** Given text **
──────────
Christopher Roybal was one of the 59 people who died on Sunday (Oct. 1) following a mass shooting at Route 91 Harvest Festival in Las Vegas. The 28-year-old Navy veteran served two tours in Afghanistan, and in a sobering Facebook post -- which would be his last -- Roybal addressed what it's like to be shot at.

It's a question he says he was asked plenty of times and, in light of the massacre that occurred on Sunday, one that rings too true for those 22,000 who were in attendance at the festival.

"What's it like being shot at?" he writes at the start of his lengthy post. "A question people ask because it's something that less that 1% of our American population will ever experience. Especially one on a daily basis. My response has always been the same, not one filled with a sense of pride or ego, but an answer filled with truth and genuine fear/anger.

"I was excited for my first taste of what real combat would be. What it would be like to be a real gunfighter in the modern day Wild Wild West. My first fight was something I never will forget," he said of his first visit to Afghanistan. "Finishing up what was supposed to be a quick four-hour foot patrol, I remember placing my hand on the Stryker and telling Bella how well she did. Hearing the most distinct sounds of a whip cracking and pinging of metal off of the vehicle I just had my hand resting on is something that most see in movies."

He later admits that he wasn't sure what to feel or how to feel on that initial day of combat. He says he never experienced fear, but other overwhelming states took over.
──────────
In the article about Christopher Roybal, how many tours did he serve in Afghanistan?
──────────
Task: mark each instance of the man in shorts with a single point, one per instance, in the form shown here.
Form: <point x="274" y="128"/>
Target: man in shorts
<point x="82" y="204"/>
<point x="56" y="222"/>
──────────
** Solution to the exercise **
Two tours.